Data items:
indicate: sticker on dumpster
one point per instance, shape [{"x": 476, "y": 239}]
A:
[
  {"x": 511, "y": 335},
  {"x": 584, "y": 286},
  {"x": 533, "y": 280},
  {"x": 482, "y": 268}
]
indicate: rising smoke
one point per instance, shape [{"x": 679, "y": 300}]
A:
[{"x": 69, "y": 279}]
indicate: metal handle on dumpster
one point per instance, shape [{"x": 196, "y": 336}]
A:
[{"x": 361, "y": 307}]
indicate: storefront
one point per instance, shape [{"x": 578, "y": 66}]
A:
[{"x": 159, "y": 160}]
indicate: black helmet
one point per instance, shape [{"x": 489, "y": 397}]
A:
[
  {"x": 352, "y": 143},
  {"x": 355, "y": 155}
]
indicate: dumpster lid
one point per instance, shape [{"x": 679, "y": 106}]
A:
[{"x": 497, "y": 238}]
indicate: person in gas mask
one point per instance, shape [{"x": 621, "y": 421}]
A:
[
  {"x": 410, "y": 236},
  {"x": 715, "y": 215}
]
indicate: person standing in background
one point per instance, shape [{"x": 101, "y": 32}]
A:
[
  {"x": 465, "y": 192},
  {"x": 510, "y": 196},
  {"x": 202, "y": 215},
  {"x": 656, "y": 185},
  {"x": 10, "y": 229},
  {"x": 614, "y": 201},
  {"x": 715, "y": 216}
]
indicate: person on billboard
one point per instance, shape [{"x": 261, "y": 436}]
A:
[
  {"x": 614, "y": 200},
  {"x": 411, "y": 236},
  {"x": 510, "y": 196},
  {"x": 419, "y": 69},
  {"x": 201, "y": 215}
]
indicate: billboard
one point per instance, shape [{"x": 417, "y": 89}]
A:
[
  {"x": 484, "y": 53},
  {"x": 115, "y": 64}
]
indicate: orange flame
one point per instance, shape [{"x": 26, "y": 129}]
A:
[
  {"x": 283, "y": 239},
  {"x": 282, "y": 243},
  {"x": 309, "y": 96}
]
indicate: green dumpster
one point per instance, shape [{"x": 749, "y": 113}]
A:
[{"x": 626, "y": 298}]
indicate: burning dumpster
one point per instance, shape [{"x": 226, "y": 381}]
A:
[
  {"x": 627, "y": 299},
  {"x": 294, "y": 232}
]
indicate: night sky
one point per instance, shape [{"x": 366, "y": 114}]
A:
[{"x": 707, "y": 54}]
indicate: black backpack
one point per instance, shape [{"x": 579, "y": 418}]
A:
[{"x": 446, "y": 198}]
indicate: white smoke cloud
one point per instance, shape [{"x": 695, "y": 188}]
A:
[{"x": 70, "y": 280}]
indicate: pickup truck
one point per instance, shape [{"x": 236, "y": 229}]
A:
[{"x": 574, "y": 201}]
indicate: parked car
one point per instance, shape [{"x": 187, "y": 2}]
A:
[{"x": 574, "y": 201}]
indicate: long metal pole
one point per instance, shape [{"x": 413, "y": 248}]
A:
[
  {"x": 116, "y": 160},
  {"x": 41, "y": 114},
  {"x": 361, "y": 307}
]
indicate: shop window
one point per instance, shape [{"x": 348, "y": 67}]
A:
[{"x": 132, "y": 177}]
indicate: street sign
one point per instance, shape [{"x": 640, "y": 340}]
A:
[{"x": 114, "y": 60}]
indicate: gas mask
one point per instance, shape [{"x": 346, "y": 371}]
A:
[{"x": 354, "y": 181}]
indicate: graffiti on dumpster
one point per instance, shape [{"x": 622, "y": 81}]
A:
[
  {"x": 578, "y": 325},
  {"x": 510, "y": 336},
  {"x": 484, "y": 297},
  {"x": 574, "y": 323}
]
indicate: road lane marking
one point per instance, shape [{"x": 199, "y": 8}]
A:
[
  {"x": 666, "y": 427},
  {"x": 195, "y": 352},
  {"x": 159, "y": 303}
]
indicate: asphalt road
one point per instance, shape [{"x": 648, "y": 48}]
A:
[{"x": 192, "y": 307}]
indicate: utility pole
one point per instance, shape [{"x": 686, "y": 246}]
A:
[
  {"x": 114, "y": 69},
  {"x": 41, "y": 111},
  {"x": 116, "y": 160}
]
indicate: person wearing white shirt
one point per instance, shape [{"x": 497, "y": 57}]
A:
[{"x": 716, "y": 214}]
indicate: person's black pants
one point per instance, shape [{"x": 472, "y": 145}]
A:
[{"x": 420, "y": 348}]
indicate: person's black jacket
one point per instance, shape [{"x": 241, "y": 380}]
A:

Exercise prompt:
Return every line from the one holding "indicate: road lane marking" through the end of the data, exactly as it appears, with both ends kept and nothing else.

Reply:
indicate: road lane marking
one point per instance, shape [{"x": 199, "y": 8}]
A:
[
  {"x": 666, "y": 427},
  {"x": 195, "y": 352},
  {"x": 159, "y": 303}
]
indicate: asphalt road
one point per instance, shape [{"x": 648, "y": 48}]
A:
[{"x": 192, "y": 307}]
indicate: utility pole
one point per instance, shape [{"x": 686, "y": 246}]
A:
[
  {"x": 114, "y": 69},
  {"x": 41, "y": 111},
  {"x": 116, "y": 160}
]
indicate: person wearing white shirt
one point per instance, shape [{"x": 497, "y": 57}]
A:
[{"x": 716, "y": 214}]
indicate: person's black pants
one point per instance, shape [{"x": 472, "y": 145}]
A:
[{"x": 420, "y": 348}]
indicate: person's black jacket
one point per instance, shape [{"x": 241, "y": 380}]
A:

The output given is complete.